Output each line of the material exactly as it stands.

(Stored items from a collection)

========================================================================

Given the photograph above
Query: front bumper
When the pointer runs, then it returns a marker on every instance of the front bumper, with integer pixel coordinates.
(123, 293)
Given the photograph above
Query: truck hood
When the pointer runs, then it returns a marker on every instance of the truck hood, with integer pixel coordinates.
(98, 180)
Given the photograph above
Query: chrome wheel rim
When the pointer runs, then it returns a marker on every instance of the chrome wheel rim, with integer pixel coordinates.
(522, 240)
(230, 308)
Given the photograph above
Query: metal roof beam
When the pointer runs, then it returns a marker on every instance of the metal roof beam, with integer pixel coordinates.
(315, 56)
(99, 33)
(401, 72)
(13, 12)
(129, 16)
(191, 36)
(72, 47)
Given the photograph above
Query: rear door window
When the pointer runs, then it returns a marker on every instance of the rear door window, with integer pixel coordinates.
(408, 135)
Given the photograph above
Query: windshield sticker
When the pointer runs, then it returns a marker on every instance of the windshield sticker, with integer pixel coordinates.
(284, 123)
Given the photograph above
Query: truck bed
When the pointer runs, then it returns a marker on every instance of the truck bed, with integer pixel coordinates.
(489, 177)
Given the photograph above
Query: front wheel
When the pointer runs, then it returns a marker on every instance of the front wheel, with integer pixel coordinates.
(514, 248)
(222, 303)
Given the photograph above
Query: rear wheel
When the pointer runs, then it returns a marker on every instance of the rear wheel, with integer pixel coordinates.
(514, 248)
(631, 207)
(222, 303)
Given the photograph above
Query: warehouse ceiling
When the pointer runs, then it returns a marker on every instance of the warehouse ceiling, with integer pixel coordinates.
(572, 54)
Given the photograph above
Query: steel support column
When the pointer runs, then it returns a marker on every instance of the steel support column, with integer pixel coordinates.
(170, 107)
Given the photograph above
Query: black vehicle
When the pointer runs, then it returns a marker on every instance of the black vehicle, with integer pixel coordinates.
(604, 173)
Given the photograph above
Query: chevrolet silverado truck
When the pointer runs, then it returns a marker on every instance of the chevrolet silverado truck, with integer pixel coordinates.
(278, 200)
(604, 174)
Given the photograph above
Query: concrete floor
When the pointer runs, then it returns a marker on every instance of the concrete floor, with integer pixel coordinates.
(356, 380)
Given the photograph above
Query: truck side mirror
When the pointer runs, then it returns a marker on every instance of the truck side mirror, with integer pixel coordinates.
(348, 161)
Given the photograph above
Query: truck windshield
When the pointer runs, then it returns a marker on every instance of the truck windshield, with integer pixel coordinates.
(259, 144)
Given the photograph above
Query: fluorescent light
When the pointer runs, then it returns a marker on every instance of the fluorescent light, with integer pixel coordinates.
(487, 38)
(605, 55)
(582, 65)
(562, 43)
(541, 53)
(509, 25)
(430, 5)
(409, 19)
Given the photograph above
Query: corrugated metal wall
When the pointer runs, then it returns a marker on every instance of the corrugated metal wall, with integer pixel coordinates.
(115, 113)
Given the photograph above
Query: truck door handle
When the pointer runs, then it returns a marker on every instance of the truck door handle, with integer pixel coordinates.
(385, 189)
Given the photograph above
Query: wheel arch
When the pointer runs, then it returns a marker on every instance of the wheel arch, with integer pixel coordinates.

========================================================================

§ **IN RESPONSE**
Given the photograph above
Query: front bumper
When the pointer runs, then it returns a marker on every instance of the front bumper, with integer pixel coordinates.
(123, 293)
Given the photograph above
Query: truck hood
When the pointer runs, then it returns a marker on every instance of the truck hood, with integer pixel coordinates.
(98, 180)
Given the photograph above
Query: chrome wheel rim
When the pointer runs, then it returns a marker on every instance of the chrome wheel rim, with integer pixel coordinates.
(522, 240)
(230, 308)
Given the photograph above
Query: metal roof beam
When the pointer runs, then it returns a marker on every instance of the metal roof beam, with integer pixel coordinates.
(315, 56)
(99, 33)
(401, 72)
(13, 12)
(129, 16)
(191, 36)
(72, 47)
Given the photograph above
Query: rear door window
When the pointer runs, then it returns a marker on every instance of the rear door window, with integer pixel coordinates.
(408, 135)
Given the photograph above
Query: windshield sticker
When the pointer runs, then it returns a marker on every instance of the windshield sticker, with integer pixel coordinates.
(284, 123)
Given the photograph above
Query: truck bed
When the pointer runs, then it returns a marker on every instance of the truck bed, with integer pixel coordinates.
(489, 177)
Given the photograph above
Query: front wheel
When the pointer runs, then it returns a marker on every instance of the front wheel, with integer pixel coordinates.
(514, 248)
(222, 303)
Given the photograph above
Query: rear wheel
When the pointer runs, then it returns a marker on every instance of the rear wheel, with integer pixel coordinates.
(514, 248)
(631, 207)
(222, 303)
Given the photograph above
Query: warehouse ceiling
When the pointer runs, then it returns a marker on every instance of the warehouse ceiling, with integer pixel coordinates.
(572, 54)
Given the photograph above
Query: steel support column
When the pointer runs, then it returns a marker on every instance of the steel support column, with integer pixel coordinates.
(170, 107)
Given the photograph above
Query: black vehicle
When the pointer runs, then it returns a marker on every instance of the black vehicle, with integer pixel coordinates.
(604, 173)
Given the photograph above
Query: chevrolet silverado truck
When the pointer runs, then it returns a marker on every instance of the chevrolet silverado truck, with integer pixel coordinates.
(278, 200)
(604, 174)
Given the photograph above
Query: concrete floor
When the pointer runs, then it returns a marker on every instance of the concrete floor, with integer pixel coordinates.
(356, 380)
Given the photograph above
Query: truck side mirror
When the pointer runs, then it returns a marker on every instance of the truck side mirror, with integer pixel coordinates.
(348, 161)
Given the photograph above
Query: truck windshield
When the pointer runs, then it returns a marker on every instance of the truck windshield, with integer pixel coordinates.
(259, 144)
Given the photograph above
Query: fluorescent light
When the pointer runs, then it returns a marker on every instance of the fluorescent light, with integer pixel coordinates.
(487, 38)
(605, 55)
(582, 65)
(562, 43)
(541, 53)
(509, 25)
(430, 5)
(409, 19)
Given the photograph above
Query: corrugated metal wall
When the pointer runs, then it returns a marker on every instance of the corrugated metal wall, with integer pixel coordinates.
(115, 113)
Given the photograph above
Query: truck door handle
When the pointer runs, then it returns a marker on every instance of the truck door handle, with integer pixel coordinates.
(385, 189)
Given the photograph above
Query: wheel arch
When the pointer runs, then it returns a marker on every instance of the wheel arch, with integer pixel coordinates.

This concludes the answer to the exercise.